### Region labeling items
* * * * * * *
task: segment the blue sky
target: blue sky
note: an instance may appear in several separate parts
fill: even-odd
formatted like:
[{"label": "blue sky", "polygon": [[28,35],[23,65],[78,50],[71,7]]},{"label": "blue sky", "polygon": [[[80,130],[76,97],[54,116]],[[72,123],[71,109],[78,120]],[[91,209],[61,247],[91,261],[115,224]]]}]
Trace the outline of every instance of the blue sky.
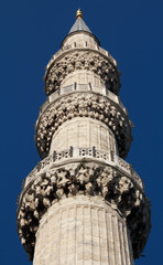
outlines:
[{"label": "blue sky", "polygon": [[31,264],[17,235],[17,197],[40,160],[34,124],[45,100],[44,67],[80,7],[101,46],[118,61],[120,97],[134,124],[127,161],[144,179],[152,229],[137,265],[162,261],[163,1],[1,0],[1,241],[0,264]]}]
* * * * * * *
### What you need to do
Omit the pictures, then output the rest of the listing exactly.

### Result below
task: segment the blue sky
target: blue sky
note: an instance may appear in several separate parts
fill: even-odd
formatted like:
[{"label": "blue sky", "polygon": [[28,35],[23,65],[78,50],[71,7]]},{"label": "blue sky", "polygon": [[[80,130],[76,97],[54,116]],[[72,123],[71,109],[78,120]],[[91,209],[61,247],[91,261],[115,224]]]}]
Trace the outline of every instance of the blue sky.
outlines:
[{"label": "blue sky", "polygon": [[31,264],[17,235],[17,197],[40,160],[34,124],[45,100],[44,67],[80,7],[101,46],[118,61],[120,97],[134,124],[127,161],[144,179],[152,229],[137,265],[162,261],[163,1],[1,0],[1,241],[0,264]]}]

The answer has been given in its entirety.